→ Task brief:
In the rows below, copy every line exactly, starting with the line containing "the angel's hand" and continuing through the end of the rows.

→ Point annotation records:

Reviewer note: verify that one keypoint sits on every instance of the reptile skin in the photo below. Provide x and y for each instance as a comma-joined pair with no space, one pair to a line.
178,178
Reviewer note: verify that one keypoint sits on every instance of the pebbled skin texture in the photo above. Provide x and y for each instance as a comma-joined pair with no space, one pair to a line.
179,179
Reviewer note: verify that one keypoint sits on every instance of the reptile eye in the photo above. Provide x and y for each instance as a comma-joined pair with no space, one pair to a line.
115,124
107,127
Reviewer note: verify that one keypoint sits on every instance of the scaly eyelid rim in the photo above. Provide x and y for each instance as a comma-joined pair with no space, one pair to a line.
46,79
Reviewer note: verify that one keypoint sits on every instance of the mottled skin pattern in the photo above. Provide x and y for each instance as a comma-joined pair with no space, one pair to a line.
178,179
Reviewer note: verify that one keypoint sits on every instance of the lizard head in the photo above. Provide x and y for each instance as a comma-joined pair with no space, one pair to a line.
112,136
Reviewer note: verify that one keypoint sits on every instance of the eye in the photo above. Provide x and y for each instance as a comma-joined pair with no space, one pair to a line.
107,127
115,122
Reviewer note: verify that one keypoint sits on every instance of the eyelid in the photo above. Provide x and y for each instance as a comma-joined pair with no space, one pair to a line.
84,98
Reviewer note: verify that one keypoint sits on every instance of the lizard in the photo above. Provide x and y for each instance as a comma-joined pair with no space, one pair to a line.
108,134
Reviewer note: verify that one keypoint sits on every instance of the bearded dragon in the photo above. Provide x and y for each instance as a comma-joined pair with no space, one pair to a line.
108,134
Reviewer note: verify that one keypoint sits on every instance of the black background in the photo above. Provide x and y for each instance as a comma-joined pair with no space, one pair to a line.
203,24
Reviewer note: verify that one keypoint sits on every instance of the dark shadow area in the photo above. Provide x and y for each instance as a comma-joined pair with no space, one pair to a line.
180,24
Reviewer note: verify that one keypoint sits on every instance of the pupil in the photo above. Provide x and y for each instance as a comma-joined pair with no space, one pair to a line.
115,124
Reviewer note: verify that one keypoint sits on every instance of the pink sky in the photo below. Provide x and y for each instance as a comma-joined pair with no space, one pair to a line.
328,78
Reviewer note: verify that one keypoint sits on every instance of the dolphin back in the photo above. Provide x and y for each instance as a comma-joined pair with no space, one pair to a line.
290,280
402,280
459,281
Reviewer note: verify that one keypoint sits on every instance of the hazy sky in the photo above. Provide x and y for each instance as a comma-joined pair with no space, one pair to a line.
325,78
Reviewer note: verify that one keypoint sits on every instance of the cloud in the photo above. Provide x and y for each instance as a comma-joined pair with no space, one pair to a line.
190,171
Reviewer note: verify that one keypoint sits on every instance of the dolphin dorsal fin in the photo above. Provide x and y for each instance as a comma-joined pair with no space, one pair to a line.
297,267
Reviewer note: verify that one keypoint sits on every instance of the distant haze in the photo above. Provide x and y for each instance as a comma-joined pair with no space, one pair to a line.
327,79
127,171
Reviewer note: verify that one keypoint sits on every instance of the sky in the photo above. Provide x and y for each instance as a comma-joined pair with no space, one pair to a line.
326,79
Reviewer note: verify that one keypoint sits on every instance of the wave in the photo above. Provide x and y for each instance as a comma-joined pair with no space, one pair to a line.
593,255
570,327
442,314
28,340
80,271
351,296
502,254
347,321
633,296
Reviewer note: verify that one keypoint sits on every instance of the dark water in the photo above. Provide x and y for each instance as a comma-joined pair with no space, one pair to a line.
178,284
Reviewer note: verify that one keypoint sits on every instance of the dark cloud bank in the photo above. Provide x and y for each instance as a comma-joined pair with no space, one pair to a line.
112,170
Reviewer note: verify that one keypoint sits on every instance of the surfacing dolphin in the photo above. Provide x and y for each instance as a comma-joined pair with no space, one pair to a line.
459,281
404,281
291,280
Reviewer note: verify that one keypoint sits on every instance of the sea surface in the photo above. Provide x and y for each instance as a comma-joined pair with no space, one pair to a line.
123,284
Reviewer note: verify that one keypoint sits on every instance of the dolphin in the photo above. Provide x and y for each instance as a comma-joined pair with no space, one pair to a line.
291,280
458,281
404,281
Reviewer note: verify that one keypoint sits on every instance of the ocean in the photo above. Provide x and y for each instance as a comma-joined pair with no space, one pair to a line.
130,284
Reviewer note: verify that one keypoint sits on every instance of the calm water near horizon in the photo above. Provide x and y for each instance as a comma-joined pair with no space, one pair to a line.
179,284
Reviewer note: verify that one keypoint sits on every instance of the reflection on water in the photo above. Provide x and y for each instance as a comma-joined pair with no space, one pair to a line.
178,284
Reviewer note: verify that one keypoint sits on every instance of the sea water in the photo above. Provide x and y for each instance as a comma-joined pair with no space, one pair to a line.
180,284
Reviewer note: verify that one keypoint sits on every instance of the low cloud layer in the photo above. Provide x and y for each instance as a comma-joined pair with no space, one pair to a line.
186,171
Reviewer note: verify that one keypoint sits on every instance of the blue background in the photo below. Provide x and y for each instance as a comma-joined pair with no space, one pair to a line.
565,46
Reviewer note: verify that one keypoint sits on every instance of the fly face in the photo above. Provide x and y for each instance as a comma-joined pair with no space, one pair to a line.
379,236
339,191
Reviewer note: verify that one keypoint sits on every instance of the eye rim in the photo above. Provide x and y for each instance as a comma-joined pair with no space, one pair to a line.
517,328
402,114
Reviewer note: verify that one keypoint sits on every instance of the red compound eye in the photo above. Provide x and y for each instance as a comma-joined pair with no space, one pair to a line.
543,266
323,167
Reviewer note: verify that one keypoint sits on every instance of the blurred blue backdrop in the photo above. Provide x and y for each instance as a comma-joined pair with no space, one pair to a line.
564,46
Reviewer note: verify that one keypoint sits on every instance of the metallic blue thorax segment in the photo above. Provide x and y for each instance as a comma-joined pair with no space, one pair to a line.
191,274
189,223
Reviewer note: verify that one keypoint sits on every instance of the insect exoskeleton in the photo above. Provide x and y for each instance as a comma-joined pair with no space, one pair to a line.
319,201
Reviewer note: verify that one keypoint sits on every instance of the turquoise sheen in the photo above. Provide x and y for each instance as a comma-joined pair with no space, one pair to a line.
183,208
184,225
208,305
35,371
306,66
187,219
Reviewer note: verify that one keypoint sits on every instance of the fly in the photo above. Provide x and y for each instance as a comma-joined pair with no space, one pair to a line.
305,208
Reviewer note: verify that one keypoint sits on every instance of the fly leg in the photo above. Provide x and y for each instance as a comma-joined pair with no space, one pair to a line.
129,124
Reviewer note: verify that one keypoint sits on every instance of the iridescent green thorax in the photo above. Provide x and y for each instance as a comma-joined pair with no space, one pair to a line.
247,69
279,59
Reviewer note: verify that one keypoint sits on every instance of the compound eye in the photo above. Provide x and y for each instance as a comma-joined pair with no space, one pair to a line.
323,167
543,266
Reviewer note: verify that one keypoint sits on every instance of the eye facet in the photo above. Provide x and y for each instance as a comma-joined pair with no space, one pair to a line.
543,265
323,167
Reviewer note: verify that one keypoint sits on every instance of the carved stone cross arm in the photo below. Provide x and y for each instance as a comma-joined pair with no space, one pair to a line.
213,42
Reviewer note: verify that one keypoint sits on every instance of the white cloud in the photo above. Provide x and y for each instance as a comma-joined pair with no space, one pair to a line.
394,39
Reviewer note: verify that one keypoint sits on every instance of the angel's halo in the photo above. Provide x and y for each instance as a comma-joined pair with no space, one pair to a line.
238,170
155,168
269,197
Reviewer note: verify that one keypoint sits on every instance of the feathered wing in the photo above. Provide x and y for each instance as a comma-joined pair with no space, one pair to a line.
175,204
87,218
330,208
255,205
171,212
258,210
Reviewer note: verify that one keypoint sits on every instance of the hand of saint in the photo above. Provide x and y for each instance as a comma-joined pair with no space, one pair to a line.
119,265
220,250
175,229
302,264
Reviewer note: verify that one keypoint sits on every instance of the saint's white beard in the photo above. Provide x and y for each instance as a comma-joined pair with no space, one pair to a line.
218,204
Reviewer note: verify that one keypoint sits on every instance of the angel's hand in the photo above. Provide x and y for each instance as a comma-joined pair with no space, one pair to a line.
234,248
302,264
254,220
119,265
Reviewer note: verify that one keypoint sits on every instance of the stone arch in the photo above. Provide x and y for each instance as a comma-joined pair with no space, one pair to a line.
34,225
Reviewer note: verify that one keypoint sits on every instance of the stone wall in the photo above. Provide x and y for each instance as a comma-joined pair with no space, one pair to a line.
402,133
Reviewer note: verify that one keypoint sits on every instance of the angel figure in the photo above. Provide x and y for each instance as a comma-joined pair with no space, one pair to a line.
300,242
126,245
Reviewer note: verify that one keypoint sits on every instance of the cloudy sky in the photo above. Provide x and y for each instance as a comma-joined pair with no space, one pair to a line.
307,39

→ Output for this exercise:
Reviewer note: verify that one keypoint sits on every instance of the angel's hand in the photo above. Provide x and y for each instance as a comma-joined pair with no space, one pair to a line.
234,248
302,264
254,220
119,265
Reviewer note: verify that one keypoint sits on every instance of the stone arch in the photo above. Provide x and y for each instance as a comma-joined pair with no space, one pair to a line.
34,225
Reviewer note: verify that one keypoint sits on every instance of the stone wall in the photo above. Provide x and y for each instance as a comma-joined pair with no space, one pair to a line.
402,133
Reviewer note: verify that one keypoint sits on every instance of the angel figure in the photo above. Provide x and y for each instance as a comma-joined pair with no space, one pair to a line.
300,242
126,245
Reviewer note: verify that one keypoint sits on every instance of the cloudy sky in the photo above. Provide x and y for each instance as a comma-joined pair with no space, one pair to a line.
307,39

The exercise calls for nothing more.